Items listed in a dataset
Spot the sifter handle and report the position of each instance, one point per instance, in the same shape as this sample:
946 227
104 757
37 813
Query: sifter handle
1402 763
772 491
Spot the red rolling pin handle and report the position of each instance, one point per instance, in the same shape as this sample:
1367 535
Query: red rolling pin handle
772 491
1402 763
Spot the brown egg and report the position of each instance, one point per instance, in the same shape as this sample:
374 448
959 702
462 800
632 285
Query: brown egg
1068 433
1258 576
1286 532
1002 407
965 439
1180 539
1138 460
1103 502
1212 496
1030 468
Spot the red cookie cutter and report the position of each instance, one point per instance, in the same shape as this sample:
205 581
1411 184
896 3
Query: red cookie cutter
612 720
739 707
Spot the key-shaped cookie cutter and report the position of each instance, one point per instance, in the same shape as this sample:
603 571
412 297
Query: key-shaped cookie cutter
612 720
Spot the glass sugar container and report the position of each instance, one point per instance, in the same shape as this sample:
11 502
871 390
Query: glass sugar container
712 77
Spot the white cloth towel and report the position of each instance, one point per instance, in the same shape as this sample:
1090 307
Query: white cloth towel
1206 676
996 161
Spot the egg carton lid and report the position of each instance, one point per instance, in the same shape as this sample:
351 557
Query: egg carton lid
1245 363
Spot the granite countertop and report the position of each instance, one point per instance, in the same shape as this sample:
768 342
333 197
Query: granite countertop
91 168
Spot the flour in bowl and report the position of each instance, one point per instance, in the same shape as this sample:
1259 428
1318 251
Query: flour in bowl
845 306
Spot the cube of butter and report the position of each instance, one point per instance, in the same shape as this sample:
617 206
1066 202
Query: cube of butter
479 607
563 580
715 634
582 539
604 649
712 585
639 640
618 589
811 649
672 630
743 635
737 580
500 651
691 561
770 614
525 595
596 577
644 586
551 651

◆ **TO DO**: The answer must be the line containing "Query: flour in bowl" and every line after it to the end of the data, each set down exactly.

◆ **YOUR RESPONSE**:
Query: flour in bowl
845 306
Spot the cube of butter and report the position of each instance, one point per instance, in the same shape as this sample:
617 206
1066 202
Query: cube of butter
479 607
563 580
715 634
582 539
604 649
712 585
639 640
618 589
811 649
672 630
743 635
737 580
500 651
691 561
770 614
525 595
596 577
644 586
551 651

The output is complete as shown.